Document:
<<<<

Unfortunately, we needed a war in Ukraine to show that Ukraine is different from Russia, to the point that Russia is trying to destroy it because of that very difference. Interestingly, the Russian aggression in Georgia has not created any cultural interest in Georgia. It hasn’t affected the translation of Georgian literature or the popularity of Georgian films.
I would like to mention a country from the former Soviet Union, which is one of the most interesting countries, and thank God there was no war there, but the result is that nobody knows about it: Lithuania. If you want to find a magic kingdom, a tiny magic kingdom with the same population as we have in Kyiv, with four different regions, with an incredible history – the Lithuanian kingdom was the biggest European state in the 14th century. Today it is still an incredible country, but it remains largely unknown, as does Lithuanian literature and culture.
The majority of Russians, including the elite, have long been unwilling or unable to accept that the former Soviet republics are countries with their own history, language and identity. Is this still the case?
Vladimir Putin, as he has repeated many times, believed that his greatest personal drama was the collapse of the Soviet Union, which means that his dream was the resurrection of the Soviet Union or the post-Soviet Russian Empire. I would not be so optimistic as to say that Putin is not planning to attack the Baltic states.
Russian imperial ambitions for Ukraine date back to the early 18th century. In 1709 there was the famous Battle of Poltava in Ukraine, which pitted Peter the Great and his army against the Ukrainian army of Hetman Mazeppa and the Swedish army of Charles XII. Peter the Great defeated the Ukrainian army and the Ukrainian Cossacks, and Hetman Mazeppa fled to Bessarabia, in present-day Moldova and Romania. This was probably the first major battle in which Russia seized virtually all of Ukraine. Eleven years later, Peter the Great signed the first decree against Ukrainian identity. It was a decree banning the publication of religious texts in Ukrainian. This decree also included a clause to remove all religious books written in Ukrainian from the churches.
Between 1720 and 1917 there were more than 40 decrees signed by different Russian tsars to destroy the Ukrainian language, culture and identity. So today’s war is nothing new. The same thing happened in Lithuania: Lithuanians were not forbidden to use their language, but they were forbidden to use the Latin alphabet. So the Lithuanian language had to be written and printed in Cyrillic, by decision of Tsar Alexander II.
Have you always been aware of the uniqueness of Ukrainian culture? You were born in what was then called Leningrad – now it’s St Petersburg – and then you moved to Kiev.

>>>>

Items:
<<<<

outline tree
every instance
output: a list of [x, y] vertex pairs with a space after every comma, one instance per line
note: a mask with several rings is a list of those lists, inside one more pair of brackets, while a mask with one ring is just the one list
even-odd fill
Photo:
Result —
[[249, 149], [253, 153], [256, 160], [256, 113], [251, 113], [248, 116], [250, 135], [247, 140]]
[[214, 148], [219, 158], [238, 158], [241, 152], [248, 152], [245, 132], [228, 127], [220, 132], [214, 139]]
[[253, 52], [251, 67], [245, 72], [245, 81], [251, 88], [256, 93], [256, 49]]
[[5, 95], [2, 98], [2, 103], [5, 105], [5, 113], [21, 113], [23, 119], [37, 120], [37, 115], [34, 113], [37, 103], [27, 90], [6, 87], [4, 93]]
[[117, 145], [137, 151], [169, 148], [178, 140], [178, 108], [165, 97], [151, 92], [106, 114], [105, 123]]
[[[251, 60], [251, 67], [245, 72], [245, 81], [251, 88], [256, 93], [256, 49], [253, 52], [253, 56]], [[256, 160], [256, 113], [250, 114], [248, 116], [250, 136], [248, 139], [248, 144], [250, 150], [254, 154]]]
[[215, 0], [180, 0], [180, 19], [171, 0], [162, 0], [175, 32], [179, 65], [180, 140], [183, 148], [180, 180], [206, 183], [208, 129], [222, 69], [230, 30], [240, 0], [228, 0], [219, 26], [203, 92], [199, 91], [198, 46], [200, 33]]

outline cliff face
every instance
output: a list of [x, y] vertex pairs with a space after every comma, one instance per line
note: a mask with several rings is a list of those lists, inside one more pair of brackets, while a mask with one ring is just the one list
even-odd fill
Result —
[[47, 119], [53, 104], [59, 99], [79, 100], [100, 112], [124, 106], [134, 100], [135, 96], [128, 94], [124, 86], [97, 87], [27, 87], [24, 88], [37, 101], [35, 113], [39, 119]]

>>>>

Exercises to complete:
1) Retype the interview word for word, everything from "I would like" down to "still the case?".
2) Using the interview, answer each of these on its own line:
(a) In what year was the Battle of Poltava fought?
(b) How many decrees against Ukrainian language, culture and identity were signed by Russian tsars between 1720 and 1917?
(c) By whose decision did the Lithuanian language have to be written and printed in Cyrillic?
3) Write what comes next in the interview, starting after its final sentence.

Replies:
1)
I would like to mention a country from the former Soviet Union, which is one of the most interesting countries, and thank God there was no war there, but the result is that nobody knows about it: Lithuania. If you want to find a magic kingdom, a tiny magic kingdom with the same population as we have in Kyiv, with four different regions, with an incredible history – the Lithuanian kingdom was the biggest European state in the 14th century. Today it is still an incredible country, but it remains largely unknown, as does Lithuanian literature and culture.
The majority of Russians, including the elite, have long been unwilling or unable to accept that the former Soviet republics are countries with their own history, language and identity. Is this still the case?

2)
(a) 1709
(b) More than 40
(c) Tsar Alexander II

3)
I was born in Russia – the Soviet Union, actually – but I can’t be sure if I’m Russian or Ukrainian. I can’t be 100% sure because my father and grandfather were Don Cossacks. Many Don Cossacks are actually of Ukrainian origin, because Empress Catherine the Great banned the Ukrainian Cossack hetmanate and told the Cossacks that if they wanted to keep their weapons, their guns, they had to settle near the Caucasus and defend that border for the Russian Empire.
When the Soviet Union collapsed in 1991, I was very happy. Of course, I was shocked by these events, but I was less shocked than my parents, who couldn’t imagine life outside the Soviet Union or without it. I was very happy because I thought that now that Ukraine had become independent, it would be much easier to build an independent European state. That year I became politically Ukrainian, which at that time meant belonging to the more active part of society, where the ethnic Ukrainian group was dominant.
‘When the Soviet Union collapsed in 1991, I was very happy because I thought that now that Ukraine had become independent, it would be much easier to build an independent European state’
Since 1991, every citizen of Ukraine is Ukrainian, and it doesn’t matter if he or she is of Crimean Tatar, Hungarian, Russian or Moldovan origin. We are Ukrainian citizens and that is my identity. My mother tongue is Russian. I learnt Ukrainian when I was 14, in a Soviet school. Because I was curious, I couldn’t understand why the republic was called Ukraine and nobody spoke Ukrainian in Kiyv. At school I had only one friend from a Ukrainian-speaking family.
After university I worked as an editor, editing novels translated from foreign languages into Ukrainian. I myself write fiction in Russian, non-fiction in Russian, Ukrainian and English, and children’s books, now mostly in Ukrainian.
Language has become a highly sensitive issue in Ukraine, a country where people spoke indifferently in both languages until the Russian invasion. This is no longer the case: many Russian-speaking Ukrainians have started to learn Ukrainian and refuse to speak Russian. Was Ukrainian ever a marker of national identity before the war? And does speaking Ukrainian today mean you are a hardcore nationalist?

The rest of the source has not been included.